Goal >>
Copy word for word the stretch of the records below from the line containing "Put a marker on every instance of the shadow" through the end of the records.

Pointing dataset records
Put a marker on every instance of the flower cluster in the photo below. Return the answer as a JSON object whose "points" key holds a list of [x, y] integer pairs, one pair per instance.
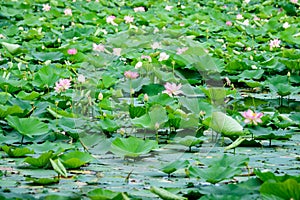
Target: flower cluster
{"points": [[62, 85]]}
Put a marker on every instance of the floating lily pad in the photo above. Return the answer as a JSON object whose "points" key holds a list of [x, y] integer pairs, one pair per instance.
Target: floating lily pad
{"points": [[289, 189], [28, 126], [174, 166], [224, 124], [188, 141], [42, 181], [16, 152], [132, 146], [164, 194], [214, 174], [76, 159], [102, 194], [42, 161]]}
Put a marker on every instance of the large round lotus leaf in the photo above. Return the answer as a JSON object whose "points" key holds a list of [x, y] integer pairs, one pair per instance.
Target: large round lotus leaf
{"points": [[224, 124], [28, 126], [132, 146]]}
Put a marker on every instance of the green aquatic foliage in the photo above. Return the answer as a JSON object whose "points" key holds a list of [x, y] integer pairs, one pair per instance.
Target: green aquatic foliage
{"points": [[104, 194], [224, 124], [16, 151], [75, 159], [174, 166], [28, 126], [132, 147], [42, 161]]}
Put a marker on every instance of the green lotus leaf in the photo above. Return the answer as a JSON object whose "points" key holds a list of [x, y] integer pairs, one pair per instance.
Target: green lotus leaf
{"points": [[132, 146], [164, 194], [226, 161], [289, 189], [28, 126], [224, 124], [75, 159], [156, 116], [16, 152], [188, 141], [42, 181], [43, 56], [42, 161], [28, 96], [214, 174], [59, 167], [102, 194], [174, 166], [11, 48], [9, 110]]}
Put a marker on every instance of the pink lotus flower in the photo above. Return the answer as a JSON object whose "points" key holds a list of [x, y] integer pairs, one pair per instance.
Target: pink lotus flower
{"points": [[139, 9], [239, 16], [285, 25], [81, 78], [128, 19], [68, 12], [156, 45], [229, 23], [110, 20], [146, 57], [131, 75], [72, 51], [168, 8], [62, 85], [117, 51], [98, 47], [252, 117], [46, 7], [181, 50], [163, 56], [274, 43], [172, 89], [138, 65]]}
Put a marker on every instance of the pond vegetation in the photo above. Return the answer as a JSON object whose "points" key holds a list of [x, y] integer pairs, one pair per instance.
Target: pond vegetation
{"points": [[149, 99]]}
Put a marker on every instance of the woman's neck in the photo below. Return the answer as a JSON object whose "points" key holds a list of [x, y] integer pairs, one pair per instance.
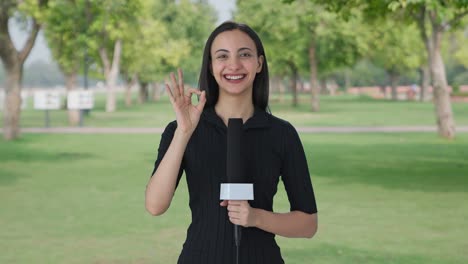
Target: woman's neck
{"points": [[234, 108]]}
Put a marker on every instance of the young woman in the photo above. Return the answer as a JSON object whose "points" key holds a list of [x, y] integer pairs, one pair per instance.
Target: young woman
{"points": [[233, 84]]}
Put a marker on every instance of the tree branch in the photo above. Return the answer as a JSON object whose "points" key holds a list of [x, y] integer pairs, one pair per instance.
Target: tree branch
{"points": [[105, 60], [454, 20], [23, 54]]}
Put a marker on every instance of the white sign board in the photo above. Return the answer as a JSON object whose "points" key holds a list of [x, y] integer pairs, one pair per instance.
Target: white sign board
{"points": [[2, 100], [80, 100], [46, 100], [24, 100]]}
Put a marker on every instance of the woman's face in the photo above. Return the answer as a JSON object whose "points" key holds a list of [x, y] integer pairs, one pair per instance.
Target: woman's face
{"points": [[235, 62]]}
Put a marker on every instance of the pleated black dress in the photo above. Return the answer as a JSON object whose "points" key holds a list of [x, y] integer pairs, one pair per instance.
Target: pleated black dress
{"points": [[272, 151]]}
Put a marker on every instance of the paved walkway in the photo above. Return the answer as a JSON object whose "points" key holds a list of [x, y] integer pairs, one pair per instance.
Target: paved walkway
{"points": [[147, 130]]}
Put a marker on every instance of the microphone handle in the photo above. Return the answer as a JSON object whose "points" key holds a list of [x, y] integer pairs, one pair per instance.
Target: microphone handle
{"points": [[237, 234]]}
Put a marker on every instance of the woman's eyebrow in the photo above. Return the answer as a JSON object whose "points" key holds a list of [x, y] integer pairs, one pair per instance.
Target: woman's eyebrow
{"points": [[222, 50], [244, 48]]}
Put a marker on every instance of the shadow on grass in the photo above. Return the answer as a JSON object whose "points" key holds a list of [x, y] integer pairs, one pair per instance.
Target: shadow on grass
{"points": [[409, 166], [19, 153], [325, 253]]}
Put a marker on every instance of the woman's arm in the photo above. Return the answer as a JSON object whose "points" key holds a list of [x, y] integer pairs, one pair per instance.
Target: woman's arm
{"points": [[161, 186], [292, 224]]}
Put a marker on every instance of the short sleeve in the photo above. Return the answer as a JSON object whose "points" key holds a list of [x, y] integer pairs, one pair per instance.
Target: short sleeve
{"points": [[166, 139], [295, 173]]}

Answer for the task >>
Put a marker on every instance of the shadow on grass in the photo above. Return the answer as a JSON object whose "points" key holds a list of [x, y] integer pairs, one pair per instance.
Target: shadow on grass
{"points": [[409, 166], [19, 153], [325, 253]]}
Put a marker on every instance of the woman's arm in the photo above. Return the answer as a JSON object whose "points" key holds a list of [x, y] integer pairs, one pair per instance.
Target: woman's arm
{"points": [[161, 186], [292, 224]]}
Put a marker on every instance of the short sleeve in the photo above. Return the answer as a JSON object whose "points" key holds a list of [x, y] integer pairs, one pair per instance.
Target: short sleeve
{"points": [[166, 139], [295, 173]]}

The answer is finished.